*Exercise brief:* Rewrite the lines from the line with "One pin marks each instance of the tiled" to the line with "x=151 y=301", replacing "pin" with "marker" and leaving everything else unchanged.

*Supplied data:*
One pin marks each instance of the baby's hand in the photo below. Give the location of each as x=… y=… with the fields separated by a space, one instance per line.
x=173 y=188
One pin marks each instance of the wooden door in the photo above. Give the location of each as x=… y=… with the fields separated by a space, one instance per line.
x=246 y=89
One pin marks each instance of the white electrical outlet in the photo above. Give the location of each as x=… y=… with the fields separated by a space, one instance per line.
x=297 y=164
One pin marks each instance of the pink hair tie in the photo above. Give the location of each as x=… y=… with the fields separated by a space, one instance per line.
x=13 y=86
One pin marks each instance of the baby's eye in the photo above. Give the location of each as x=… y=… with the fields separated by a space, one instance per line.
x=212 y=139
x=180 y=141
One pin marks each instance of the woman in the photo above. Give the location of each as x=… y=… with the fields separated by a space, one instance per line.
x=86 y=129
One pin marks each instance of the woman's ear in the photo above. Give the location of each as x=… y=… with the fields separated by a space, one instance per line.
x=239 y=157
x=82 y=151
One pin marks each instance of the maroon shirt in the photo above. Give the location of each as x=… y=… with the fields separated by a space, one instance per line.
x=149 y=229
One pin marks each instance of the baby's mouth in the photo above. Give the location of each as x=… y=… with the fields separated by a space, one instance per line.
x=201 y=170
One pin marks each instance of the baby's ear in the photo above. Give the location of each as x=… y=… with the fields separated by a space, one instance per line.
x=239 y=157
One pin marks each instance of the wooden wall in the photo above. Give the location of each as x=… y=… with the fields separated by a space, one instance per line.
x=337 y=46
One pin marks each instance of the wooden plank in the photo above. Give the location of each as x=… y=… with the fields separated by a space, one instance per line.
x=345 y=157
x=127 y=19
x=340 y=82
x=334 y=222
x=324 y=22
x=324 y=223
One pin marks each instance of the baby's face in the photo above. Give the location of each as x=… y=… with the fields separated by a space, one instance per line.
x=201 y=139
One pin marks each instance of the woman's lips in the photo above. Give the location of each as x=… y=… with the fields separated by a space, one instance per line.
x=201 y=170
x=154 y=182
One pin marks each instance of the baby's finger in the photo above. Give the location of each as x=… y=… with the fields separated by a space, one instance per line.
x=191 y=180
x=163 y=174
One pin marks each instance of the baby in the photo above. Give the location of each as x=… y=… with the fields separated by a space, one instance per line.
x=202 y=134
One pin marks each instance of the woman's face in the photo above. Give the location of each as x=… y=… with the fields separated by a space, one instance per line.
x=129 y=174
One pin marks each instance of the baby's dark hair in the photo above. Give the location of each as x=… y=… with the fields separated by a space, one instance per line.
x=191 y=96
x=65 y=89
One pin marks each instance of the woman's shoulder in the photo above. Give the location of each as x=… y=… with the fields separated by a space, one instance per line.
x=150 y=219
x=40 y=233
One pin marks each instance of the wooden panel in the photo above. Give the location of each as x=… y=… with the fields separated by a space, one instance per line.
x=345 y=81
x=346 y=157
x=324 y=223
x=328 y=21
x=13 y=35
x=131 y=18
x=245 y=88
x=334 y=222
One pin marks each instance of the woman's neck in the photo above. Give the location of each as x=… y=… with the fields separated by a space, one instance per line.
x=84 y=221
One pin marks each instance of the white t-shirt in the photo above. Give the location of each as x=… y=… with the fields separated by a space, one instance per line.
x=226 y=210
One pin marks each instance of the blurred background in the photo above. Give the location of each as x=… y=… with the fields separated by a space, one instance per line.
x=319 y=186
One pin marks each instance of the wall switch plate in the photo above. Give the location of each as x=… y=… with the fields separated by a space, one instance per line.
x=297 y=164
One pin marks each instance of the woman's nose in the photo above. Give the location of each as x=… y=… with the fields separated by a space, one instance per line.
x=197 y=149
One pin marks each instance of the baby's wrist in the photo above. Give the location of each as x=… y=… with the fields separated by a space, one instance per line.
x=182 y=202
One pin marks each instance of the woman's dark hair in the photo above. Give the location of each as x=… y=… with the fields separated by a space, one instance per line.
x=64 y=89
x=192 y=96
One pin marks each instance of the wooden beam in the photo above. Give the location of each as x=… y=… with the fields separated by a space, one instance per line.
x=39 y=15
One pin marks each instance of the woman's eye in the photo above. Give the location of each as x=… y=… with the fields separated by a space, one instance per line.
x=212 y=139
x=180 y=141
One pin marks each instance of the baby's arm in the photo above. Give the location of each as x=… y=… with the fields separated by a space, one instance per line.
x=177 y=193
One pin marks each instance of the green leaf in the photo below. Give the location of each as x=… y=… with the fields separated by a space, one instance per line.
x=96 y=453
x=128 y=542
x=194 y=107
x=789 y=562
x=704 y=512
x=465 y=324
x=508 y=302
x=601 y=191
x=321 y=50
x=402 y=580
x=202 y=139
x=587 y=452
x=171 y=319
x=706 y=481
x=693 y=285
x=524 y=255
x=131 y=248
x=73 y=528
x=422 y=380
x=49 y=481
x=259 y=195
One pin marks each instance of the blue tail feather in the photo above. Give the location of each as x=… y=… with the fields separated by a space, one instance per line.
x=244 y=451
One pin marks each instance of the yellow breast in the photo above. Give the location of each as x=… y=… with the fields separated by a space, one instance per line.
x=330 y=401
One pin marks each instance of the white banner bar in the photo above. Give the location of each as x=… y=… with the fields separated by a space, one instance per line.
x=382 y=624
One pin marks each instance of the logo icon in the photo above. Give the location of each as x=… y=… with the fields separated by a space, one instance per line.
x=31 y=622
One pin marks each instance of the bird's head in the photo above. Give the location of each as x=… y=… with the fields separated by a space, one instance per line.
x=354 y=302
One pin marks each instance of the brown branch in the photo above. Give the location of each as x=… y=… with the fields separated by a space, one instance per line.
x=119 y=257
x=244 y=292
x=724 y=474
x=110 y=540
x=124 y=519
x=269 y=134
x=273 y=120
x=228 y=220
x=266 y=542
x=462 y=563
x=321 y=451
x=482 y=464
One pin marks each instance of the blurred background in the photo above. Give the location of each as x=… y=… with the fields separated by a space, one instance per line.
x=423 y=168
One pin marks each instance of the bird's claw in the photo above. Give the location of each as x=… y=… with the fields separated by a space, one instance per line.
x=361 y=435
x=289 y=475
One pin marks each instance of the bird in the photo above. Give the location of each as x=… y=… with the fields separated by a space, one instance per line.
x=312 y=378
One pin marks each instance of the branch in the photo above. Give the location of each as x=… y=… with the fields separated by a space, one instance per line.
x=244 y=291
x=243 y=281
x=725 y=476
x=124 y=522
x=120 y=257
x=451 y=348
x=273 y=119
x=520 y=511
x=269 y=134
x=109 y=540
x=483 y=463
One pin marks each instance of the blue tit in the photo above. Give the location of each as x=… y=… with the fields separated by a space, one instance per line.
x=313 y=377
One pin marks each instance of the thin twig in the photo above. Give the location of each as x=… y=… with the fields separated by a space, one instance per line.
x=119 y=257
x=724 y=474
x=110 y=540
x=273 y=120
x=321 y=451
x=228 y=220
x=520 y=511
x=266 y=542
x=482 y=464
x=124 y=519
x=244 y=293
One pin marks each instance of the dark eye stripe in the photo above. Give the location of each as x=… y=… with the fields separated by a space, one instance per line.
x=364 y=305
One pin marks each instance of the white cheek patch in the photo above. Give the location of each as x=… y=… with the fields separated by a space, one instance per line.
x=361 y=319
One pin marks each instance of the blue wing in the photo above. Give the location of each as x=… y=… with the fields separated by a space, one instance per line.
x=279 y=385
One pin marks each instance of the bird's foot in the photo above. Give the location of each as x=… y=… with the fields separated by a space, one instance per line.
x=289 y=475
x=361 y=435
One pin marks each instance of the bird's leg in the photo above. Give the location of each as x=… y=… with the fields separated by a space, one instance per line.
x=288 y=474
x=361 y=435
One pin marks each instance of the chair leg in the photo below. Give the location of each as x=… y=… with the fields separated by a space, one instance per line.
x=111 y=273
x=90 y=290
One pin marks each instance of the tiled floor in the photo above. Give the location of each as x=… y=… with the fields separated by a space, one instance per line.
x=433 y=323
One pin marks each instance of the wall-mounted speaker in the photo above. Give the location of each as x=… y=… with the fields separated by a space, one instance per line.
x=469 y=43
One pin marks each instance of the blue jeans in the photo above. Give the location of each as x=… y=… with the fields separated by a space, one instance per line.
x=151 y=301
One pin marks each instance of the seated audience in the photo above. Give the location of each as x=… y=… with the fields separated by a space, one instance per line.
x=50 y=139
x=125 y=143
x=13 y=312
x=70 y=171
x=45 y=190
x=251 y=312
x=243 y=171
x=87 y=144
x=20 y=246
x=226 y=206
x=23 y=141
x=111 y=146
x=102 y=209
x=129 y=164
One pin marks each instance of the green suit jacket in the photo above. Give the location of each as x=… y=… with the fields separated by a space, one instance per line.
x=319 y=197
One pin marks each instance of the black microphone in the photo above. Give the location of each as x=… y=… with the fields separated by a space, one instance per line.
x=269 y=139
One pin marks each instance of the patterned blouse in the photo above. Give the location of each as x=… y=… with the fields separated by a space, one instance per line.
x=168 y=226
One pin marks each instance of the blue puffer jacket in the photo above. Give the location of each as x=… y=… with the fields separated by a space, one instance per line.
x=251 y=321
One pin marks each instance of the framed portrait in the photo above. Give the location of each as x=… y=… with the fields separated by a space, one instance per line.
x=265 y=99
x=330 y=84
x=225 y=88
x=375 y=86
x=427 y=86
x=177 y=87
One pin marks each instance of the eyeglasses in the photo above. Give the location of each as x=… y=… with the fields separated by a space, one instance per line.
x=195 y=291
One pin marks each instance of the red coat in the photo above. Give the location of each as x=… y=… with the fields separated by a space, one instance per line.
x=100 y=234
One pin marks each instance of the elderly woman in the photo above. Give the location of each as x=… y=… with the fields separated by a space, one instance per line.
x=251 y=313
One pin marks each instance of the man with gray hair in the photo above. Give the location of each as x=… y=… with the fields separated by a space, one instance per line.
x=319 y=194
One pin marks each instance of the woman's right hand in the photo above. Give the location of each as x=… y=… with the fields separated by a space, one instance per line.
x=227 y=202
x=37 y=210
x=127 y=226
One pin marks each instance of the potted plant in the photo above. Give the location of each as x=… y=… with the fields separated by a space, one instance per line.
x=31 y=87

*Correct result:*
One marker marks each instance of the tiled floor in the photo above. Give the location of each as x=… y=… with the fields separated by a space, one instance per line.
x=433 y=323
One marker marks each instance of the wall-mounted speaker in the photo above. Give the location of each as x=… y=… with the fields separated by a space, one instance per line.
x=469 y=43
One marker marks each instance of the blue jeans in the photo above. Give the location of each as x=… y=… with the fields separated by a space, one instance per line.
x=151 y=301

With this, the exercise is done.